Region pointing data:

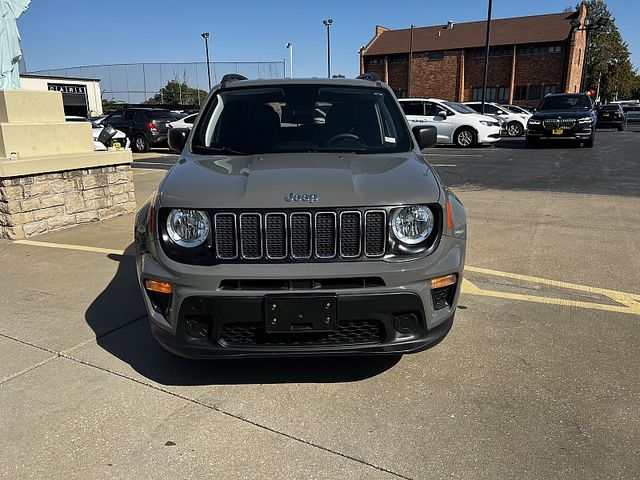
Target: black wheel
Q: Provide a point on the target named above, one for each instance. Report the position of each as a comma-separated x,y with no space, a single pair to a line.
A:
589,143
531,142
514,129
140,144
465,138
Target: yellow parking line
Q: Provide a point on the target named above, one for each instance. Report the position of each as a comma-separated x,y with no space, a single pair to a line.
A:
66,246
613,294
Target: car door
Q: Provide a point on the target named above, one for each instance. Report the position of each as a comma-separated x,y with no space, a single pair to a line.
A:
443,123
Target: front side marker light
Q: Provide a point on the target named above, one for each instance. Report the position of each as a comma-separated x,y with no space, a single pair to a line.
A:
156,286
440,282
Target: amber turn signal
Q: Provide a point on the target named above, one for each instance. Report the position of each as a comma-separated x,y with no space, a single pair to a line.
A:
445,281
160,287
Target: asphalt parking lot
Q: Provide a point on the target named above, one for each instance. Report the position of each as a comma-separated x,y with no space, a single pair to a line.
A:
537,379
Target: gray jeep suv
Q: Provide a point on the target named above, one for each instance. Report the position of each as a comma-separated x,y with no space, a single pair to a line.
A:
301,219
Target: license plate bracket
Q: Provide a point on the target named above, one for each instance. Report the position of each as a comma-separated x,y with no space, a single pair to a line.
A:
300,313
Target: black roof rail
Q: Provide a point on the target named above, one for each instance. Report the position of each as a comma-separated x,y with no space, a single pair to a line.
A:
372,77
232,77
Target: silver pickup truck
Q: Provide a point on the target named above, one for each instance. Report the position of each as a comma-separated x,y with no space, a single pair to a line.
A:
302,218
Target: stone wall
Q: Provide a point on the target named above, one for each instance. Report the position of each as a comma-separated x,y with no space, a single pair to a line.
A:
41,203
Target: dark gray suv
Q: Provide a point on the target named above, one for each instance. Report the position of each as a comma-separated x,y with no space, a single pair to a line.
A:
302,218
145,127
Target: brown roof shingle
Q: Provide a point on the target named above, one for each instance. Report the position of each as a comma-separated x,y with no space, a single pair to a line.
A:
505,31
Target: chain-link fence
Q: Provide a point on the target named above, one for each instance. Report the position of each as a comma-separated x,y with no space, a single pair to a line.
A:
135,83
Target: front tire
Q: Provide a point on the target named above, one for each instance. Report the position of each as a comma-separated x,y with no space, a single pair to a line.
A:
465,138
140,144
515,129
589,143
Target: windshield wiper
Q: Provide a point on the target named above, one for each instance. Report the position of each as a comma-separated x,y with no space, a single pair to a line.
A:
218,150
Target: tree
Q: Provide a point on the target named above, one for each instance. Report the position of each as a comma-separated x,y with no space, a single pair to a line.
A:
177,92
608,58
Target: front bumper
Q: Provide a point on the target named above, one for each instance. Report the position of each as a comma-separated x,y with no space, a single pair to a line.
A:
578,132
367,318
489,134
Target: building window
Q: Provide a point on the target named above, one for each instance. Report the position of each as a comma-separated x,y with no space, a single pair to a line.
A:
520,92
493,52
494,94
539,49
534,92
402,58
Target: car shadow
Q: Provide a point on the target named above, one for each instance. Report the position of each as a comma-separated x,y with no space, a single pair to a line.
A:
129,339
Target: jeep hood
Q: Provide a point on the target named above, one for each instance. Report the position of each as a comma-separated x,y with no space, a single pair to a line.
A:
263,181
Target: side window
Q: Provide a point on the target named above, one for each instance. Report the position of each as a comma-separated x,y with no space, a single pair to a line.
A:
412,108
432,109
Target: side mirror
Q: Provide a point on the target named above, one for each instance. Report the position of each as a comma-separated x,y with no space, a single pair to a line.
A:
426,136
178,138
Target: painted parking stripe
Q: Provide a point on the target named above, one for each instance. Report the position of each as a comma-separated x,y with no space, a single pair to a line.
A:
66,246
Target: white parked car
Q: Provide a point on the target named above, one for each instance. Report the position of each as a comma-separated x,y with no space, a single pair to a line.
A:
184,122
516,122
454,121
120,140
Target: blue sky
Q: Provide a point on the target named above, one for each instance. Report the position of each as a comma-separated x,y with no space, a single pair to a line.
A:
65,33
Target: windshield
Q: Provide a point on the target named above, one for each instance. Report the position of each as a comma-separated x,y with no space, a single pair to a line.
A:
459,108
565,102
302,118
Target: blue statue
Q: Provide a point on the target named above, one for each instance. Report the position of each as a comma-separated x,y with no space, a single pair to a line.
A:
10,54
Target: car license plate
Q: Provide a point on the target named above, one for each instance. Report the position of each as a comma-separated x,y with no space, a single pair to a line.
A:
300,313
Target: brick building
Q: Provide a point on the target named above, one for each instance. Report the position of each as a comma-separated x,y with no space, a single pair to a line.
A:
529,57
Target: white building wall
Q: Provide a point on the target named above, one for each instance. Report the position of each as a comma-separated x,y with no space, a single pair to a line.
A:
93,89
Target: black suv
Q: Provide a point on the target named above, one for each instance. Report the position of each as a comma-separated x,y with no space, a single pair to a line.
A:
611,116
567,116
146,127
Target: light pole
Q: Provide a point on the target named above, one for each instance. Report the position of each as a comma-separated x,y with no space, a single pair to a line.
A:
205,35
327,23
587,27
486,57
289,46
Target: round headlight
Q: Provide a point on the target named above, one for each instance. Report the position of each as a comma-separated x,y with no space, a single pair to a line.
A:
411,225
188,228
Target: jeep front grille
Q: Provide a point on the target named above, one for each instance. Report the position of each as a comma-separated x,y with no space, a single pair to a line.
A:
300,235
554,123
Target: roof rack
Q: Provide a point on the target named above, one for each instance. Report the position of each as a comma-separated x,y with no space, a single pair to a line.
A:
232,77
372,77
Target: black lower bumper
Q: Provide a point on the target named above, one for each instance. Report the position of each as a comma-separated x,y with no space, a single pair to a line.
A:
211,327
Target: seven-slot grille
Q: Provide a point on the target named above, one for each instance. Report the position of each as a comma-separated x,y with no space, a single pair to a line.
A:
554,123
325,235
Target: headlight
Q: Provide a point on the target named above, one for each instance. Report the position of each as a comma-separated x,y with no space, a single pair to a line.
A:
188,228
412,225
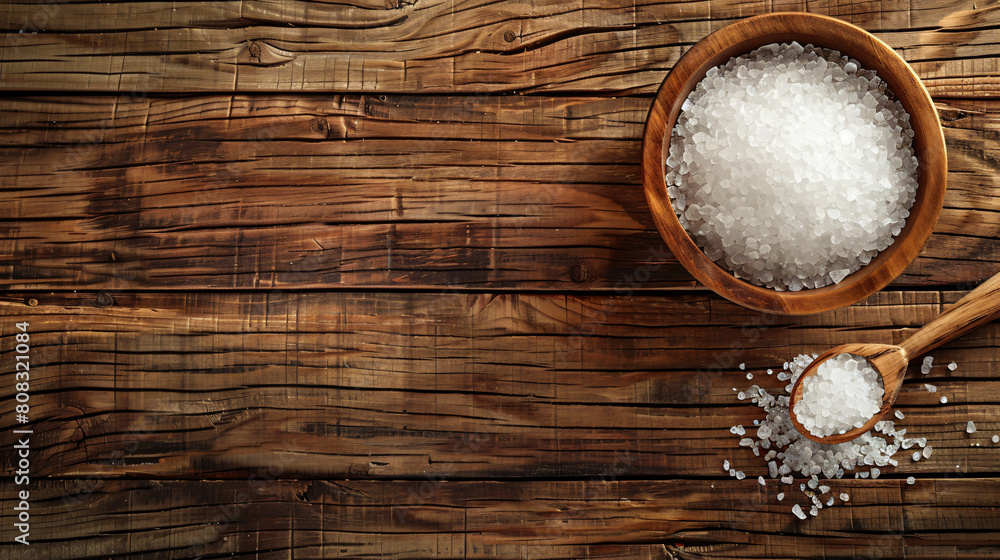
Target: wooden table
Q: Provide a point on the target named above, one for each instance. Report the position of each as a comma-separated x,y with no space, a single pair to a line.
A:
376,278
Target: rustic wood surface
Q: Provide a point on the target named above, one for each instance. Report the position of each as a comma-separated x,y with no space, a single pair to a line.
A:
377,278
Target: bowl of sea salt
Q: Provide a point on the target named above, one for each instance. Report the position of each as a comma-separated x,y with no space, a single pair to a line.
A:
793,163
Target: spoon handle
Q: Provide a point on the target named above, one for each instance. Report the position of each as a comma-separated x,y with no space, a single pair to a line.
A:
978,307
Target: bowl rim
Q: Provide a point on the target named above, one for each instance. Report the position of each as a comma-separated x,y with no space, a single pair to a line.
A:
741,37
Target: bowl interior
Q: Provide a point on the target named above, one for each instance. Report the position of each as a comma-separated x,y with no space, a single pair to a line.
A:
743,37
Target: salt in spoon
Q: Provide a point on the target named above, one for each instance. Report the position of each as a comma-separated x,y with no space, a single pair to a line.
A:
978,307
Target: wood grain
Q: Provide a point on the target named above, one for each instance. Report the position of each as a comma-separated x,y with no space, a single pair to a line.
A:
401,385
444,46
535,193
616,519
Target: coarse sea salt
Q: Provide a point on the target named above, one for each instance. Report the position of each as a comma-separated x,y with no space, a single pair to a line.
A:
787,451
792,166
843,394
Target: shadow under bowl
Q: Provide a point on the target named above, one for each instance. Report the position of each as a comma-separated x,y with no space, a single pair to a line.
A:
825,32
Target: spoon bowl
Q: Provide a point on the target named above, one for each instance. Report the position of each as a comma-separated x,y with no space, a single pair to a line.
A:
888,361
978,307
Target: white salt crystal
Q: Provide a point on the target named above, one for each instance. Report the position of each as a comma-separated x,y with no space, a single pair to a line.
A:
844,393
794,453
742,161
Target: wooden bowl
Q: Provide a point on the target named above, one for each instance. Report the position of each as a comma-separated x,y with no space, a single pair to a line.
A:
821,31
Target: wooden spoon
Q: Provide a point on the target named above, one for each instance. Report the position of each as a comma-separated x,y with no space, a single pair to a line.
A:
978,307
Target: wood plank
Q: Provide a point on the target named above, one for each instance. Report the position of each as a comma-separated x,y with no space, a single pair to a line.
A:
397,385
640,519
369,46
535,193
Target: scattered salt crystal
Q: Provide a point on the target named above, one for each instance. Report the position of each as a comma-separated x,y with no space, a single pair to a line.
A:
789,452
844,393
925,366
742,161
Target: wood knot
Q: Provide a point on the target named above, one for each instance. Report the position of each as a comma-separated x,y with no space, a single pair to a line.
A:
320,125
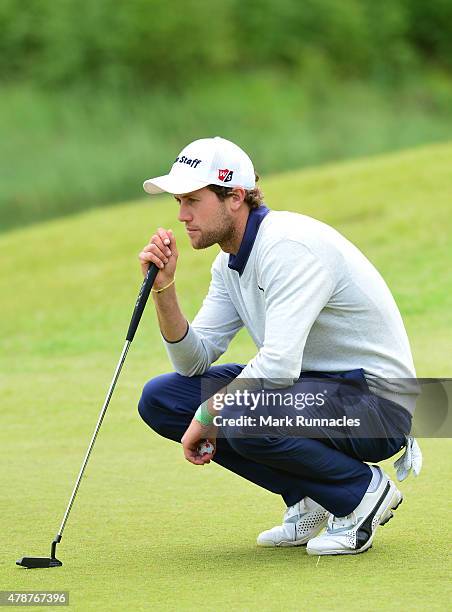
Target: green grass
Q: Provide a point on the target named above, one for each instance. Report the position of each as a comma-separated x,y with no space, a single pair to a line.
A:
64,151
148,530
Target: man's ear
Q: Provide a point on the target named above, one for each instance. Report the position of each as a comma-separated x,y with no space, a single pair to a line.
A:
237,196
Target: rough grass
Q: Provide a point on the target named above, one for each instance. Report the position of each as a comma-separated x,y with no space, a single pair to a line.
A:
148,530
66,151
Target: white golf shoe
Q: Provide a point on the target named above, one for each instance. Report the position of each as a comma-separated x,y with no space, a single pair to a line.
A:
353,534
301,522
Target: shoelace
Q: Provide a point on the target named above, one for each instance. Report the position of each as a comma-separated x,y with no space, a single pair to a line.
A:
338,522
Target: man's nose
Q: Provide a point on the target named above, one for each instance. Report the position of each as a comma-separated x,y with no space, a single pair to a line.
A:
184,214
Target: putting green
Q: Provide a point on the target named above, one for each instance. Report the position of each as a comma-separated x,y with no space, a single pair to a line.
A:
148,530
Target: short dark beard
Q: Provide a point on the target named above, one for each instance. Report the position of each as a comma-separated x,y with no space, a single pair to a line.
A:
224,234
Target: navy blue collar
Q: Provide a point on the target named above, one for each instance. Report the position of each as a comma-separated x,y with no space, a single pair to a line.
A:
255,218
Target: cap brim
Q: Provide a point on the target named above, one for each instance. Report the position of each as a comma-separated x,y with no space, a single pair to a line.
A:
172,184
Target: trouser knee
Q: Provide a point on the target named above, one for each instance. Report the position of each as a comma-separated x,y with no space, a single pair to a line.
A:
150,406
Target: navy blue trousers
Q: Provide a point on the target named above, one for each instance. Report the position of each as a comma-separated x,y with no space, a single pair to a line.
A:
329,470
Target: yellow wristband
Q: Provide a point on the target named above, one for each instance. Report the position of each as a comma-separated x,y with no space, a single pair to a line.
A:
165,287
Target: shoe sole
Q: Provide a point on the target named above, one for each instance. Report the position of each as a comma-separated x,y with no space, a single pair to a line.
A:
382,515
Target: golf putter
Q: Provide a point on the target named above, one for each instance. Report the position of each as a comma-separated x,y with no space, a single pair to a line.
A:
52,561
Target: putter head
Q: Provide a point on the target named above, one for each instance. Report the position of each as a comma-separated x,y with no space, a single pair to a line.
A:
33,562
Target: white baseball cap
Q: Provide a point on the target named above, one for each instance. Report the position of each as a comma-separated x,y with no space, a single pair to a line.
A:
205,162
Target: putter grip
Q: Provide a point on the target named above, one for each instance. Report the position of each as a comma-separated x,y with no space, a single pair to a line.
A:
141,301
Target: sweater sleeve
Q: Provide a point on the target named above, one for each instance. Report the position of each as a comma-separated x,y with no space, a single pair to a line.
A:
213,328
297,286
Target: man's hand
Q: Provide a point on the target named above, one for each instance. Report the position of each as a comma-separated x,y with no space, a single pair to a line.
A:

▸ **About this task**
Search the data for "windshield" and list every line in which it occurs.

▸ **Result below**
Target: windshield wiper
Target: windshield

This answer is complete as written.